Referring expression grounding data
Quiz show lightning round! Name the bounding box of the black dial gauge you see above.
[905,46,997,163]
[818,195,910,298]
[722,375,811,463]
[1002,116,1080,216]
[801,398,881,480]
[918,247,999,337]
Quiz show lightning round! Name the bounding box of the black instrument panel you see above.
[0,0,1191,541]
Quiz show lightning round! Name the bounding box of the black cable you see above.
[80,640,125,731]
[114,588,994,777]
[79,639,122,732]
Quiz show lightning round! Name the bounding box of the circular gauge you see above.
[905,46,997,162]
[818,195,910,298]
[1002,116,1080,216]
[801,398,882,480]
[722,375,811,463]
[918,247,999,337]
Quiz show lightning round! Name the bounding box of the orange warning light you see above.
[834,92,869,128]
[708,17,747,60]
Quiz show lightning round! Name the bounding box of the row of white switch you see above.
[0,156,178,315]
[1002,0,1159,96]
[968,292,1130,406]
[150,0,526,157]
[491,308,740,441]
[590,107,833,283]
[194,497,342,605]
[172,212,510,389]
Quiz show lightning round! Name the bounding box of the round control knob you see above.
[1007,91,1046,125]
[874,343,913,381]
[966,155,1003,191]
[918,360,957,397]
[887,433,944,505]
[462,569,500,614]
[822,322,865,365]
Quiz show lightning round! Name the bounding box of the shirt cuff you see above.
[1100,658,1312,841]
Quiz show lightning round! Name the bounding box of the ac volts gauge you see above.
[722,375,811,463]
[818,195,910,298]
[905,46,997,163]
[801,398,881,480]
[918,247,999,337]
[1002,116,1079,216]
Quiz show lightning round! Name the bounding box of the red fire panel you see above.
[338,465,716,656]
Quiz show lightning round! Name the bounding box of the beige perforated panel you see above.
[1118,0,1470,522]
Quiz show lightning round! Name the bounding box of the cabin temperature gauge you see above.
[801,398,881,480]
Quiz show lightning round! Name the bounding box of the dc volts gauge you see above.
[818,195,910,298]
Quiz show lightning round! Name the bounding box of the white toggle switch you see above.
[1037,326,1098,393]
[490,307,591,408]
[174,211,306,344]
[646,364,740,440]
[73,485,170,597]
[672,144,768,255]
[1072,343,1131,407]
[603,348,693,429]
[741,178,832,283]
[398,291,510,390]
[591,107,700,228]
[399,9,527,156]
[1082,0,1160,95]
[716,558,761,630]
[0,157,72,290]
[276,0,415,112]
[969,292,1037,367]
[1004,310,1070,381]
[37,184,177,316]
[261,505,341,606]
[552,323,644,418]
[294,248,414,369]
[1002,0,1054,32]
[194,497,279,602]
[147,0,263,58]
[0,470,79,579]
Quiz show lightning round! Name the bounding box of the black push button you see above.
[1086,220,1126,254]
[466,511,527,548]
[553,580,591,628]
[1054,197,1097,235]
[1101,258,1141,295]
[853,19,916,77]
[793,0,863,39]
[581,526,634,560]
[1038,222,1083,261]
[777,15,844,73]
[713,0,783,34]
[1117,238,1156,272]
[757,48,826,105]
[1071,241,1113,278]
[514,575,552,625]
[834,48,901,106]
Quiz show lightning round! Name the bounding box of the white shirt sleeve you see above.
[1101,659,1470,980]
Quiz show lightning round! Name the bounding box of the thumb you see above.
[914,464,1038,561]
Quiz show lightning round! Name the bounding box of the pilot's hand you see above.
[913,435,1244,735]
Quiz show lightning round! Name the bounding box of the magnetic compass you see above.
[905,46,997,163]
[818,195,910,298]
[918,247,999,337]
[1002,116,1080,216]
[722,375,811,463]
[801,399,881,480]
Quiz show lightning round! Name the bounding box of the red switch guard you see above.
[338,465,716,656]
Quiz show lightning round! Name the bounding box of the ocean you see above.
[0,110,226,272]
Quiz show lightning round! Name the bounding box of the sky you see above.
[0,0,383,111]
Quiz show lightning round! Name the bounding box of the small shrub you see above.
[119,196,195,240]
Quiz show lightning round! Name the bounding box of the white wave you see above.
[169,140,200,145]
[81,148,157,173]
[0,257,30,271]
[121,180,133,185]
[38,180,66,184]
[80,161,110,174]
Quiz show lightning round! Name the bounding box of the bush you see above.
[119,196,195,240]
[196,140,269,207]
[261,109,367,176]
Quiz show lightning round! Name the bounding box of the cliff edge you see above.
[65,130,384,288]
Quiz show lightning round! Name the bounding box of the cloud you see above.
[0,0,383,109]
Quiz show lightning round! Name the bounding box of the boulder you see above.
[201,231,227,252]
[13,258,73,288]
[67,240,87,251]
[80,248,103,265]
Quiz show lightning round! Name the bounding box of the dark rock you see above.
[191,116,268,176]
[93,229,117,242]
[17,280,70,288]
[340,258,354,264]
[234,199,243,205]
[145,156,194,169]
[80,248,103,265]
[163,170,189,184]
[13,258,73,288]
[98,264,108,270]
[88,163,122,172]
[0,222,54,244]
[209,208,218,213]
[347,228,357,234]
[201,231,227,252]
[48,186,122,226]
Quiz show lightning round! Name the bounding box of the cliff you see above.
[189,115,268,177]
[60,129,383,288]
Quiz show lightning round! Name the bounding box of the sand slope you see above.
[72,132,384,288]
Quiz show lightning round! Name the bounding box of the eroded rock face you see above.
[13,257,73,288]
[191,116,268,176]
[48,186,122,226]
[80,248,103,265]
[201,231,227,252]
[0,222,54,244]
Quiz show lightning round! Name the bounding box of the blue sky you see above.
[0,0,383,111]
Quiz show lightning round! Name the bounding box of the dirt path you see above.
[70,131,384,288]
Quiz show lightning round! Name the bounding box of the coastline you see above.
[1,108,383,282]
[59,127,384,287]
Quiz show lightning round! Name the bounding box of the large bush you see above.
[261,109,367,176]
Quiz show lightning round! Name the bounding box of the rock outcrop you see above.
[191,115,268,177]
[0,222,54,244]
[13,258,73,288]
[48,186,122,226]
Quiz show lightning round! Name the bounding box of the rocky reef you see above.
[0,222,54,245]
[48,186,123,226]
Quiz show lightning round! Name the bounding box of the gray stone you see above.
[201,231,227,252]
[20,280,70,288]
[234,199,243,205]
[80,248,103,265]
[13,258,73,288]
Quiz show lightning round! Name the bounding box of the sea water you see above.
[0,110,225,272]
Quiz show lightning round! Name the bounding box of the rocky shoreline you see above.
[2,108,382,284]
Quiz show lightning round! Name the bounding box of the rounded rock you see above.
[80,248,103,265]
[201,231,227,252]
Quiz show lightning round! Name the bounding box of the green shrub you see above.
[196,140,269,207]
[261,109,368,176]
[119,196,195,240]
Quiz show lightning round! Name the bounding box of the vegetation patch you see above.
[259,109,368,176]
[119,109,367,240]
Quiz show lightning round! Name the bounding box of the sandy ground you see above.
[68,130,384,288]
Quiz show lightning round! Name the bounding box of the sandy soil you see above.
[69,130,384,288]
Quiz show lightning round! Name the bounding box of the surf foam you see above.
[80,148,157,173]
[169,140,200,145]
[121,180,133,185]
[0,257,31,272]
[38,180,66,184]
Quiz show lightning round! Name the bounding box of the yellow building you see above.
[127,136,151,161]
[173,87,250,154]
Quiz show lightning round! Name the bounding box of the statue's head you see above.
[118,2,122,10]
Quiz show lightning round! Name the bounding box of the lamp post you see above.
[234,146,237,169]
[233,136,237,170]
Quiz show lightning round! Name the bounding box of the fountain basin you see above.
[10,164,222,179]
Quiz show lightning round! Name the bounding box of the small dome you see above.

* _TASK STATEMENT_: Line by line, copy the data above.

* _ANSWER TO THE EXERCISE_:
Quiz show lightning round! Name the bounding box of the black dial gauge you see above.
[905,46,997,163]
[818,195,910,298]
[722,375,811,463]
[1002,116,1080,216]
[801,398,881,480]
[918,247,999,337]
Quiz show lightning round! Name the bounding box of the black instrument panel you see above.
[0,0,1191,541]
Quiz show lightning round! Name the bounding box of the black cable you see above.
[80,640,125,731]
[114,588,994,777]
[79,639,122,732]
Quiz show lightning round! Name the bounding box of the circular gauge you see above.
[905,46,997,162]
[818,195,910,298]
[1002,116,1080,216]
[801,398,882,480]
[722,375,811,463]
[918,247,999,337]
Quiz show lightning round! Name the bounding box of the orange warning light you see above.
[834,92,869,128]
[708,17,747,60]
Quiz show lightning round! Name the bounding box of the row of white switch you see above.
[0,156,178,315]
[1002,0,1159,96]
[968,292,1130,406]
[150,0,526,157]
[491,308,740,441]
[590,107,833,283]
[194,497,342,605]
[172,212,510,389]
Quiz show lightning round! Name the bounding box of the round control knob you see above.
[1007,91,1046,125]
[874,343,913,381]
[966,155,1003,191]
[918,360,957,397]
[887,433,944,505]
[462,569,500,614]
[822,322,865,365]
Quiz show lightning round! Name the bounding box of the shirt cuff you see above.
[1100,658,1312,841]
Quiz show lightning round! Name the bounding box of the ac volts gauge you see above.
[722,375,811,463]
[818,195,910,298]
[905,46,997,163]
[801,398,881,480]
[918,247,999,337]
[1002,116,1079,216]
Quiz show lightning round! Name the bounding box of the red fire panel you see above.
[338,465,716,656]
Quiz show lightning round! Name the bounding box of the beige perforated panel you see above.
[1118,0,1470,522]
Quiz show lightning round! Name the bounding box of the cabin temperature gauge you see above.
[801,398,881,480]
Quiz show lightning round! Name the bounding box of the dc volts gauge you see above.
[818,195,910,298]
Quiz show lightning round! Name the bounding box of the white toggle switch you see above.
[1037,326,1098,393]
[490,307,591,408]
[174,211,306,344]
[646,364,740,440]
[73,485,170,597]
[672,144,768,255]
[1072,343,1131,407]
[603,348,693,429]
[741,178,832,283]
[398,291,510,390]
[591,107,700,228]
[399,9,527,156]
[1082,0,1160,95]
[716,558,761,630]
[0,157,72,290]
[276,0,415,112]
[969,292,1037,367]
[1004,310,1070,381]
[37,184,177,316]
[261,505,341,606]
[552,323,644,418]
[294,248,414,369]
[1002,0,1054,32]
[194,497,279,602]
[147,0,263,58]
[0,470,79,579]
Quiz show lightning round! Name the bounding box of the black push button you see above.
[1086,220,1126,254]
[466,511,527,548]
[553,580,591,628]
[1054,197,1097,235]
[1101,258,1141,295]
[853,19,916,77]
[793,0,863,39]
[581,526,634,560]
[1038,222,1083,261]
[777,15,844,73]
[713,0,783,34]
[1117,238,1156,272]
[757,48,826,105]
[1071,241,1113,278]
[514,575,552,625]
[834,48,901,106]
Quiz show lightning round! Name the bounding box of the white shirt sleeve you see above.
[1101,659,1470,980]
Quiz show lightning round! Name the bounding box of the thumb you see above.
[914,464,1038,561]
Quiz show lightning round! Name the bounding box of the pilot's hand you see above.
[913,435,1244,735]
Quiz show lightning round! Name the bounding box of the magnetic compass you see above.
[905,46,997,163]
[818,195,910,298]
[918,247,999,337]
[1002,116,1080,216]
[722,375,811,463]
[801,399,881,480]
Quiz show lightning round! Name the bounding box of the red switch guard you see above.
[338,465,716,656]
Quiz show lightning round! Name the bounding box of the ocean you see above.
[0,110,226,272]
Quiz show lightning round! Name the bounding box of the sky you see above.
[0,0,383,111]
Quiz show lightning round! Name the bounding box of the small shrub you see above.
[119,196,195,240]
Quiz show lightning round! Name the bounding box of the white wave you see above.
[169,140,200,145]
[81,148,157,173]
[0,257,30,271]
[121,180,133,185]
[38,180,66,184]
[80,161,110,174]
Quiz show lightning round! Name the bounding box of the bush you see above.
[119,196,195,240]
[196,140,269,207]
[261,109,367,176]
Quiz show lightning round! Name the bounding box of the cliff edge you see above.
[65,130,384,288]
Quiz show lightning round! Name the bounding box of the cloud you see above.
[0,0,383,109]
Quiz show lightning round! Name the bounding box of the boulder you see above.
[201,231,227,252]
[13,258,73,288]
[67,240,87,251]
[80,248,103,265]
Quiz show lightning round! Name the bounding box of the dark rock you see above.
[191,116,268,176]
[93,229,117,242]
[17,280,70,288]
[340,258,354,264]
[234,199,243,205]
[145,156,194,169]
[80,248,103,265]
[163,170,189,184]
[13,258,73,288]
[98,264,108,270]
[88,163,122,172]
[0,222,54,244]
[209,208,218,213]
[347,228,357,234]
[201,231,227,252]
[48,186,122,226]
Quiz show lightning round! Name the bounding box of the cliff you see above.
[189,115,268,177]
[60,129,383,288]
Quiz show lightning round! Name the bounding box of the sand slope you see above.
[72,132,384,288]
Quiz show lightning round! Name the bounding box of the eroded rock face you see above.
[13,257,73,288]
[191,116,268,176]
[48,186,122,226]
[80,248,103,265]
[201,231,227,252]
[0,222,54,244]
Quiz show lightning round! Name the bounding box of the blue sky you see above.
[0,0,383,111]
Quiz show lightning round! Name the bounding box of the dirt path you see above.
[70,131,384,288]
Quiz show lightning round! Name the bounding box of the coastline you see above.
[1,108,383,282]
[59,127,384,287]
Quiz show lightning round! Name the bounding box of the large bush you see above.
[261,109,367,176]
Quiz show lightning round! Name the bounding box of the rock outcrop you see above.
[191,115,268,177]
[0,222,54,244]
[13,258,73,288]
[48,186,122,226]
Quiz show lightning round! Name the bounding box of the rocky reef you see above.
[0,222,54,245]
[48,186,123,226]
Quiz show lightning round! Name the bounding box of the gray stone you see above.
[201,231,227,252]
[20,280,70,288]
[234,199,243,205]
[80,248,103,265]
[13,258,73,288]
Quiz show lightning round! Name the bounding box of the sea water you see above.
[0,110,225,272]
Quiz show lightning round! Name the bounding box of the rocky shoreline you see above.
[2,108,382,284]
Quiz show lightning round! Name the bounding box of the rounded rock you see above.
[80,248,103,265]
[201,231,227,252]
Quiz show lightning round! Name the bounding box of the green shrub you see above.
[196,140,269,207]
[261,109,368,176]
[119,196,195,240]
Quiz show lightning round! Name the bounding box of the vegetation patch you see above.
[259,109,368,176]
[119,109,367,240]
Quiz show lightning round! Name the bounding box of the sandy ground you see above.
[68,130,384,288]
Quiz show lightning round! Name the bounding box of the sandy soil you see above.
[69,130,384,288]
Quiz show lightning round! Name the bounding box of the surf foam you see above.
[80,148,157,173]
[169,140,200,145]
[121,180,133,185]
[0,257,31,272]
[38,180,66,184]
Quiz show lightning round! Name the bounding box of the yellow building you see above.
[127,136,151,161]
[173,87,250,154]
Quiz show lightning round! Name the bounding box of the statue's head you see above.
[118,2,122,10]
Quiz show lightning round! Name the bounding box of the lamp post you see above.
[234,146,237,169]
[233,136,237,170]
Quiz show lightning round! Name the bounding box of the fountain basin you see above.
[10,164,222,179]
Quiz show lightning round! Name the bounding box of the small dome you see above.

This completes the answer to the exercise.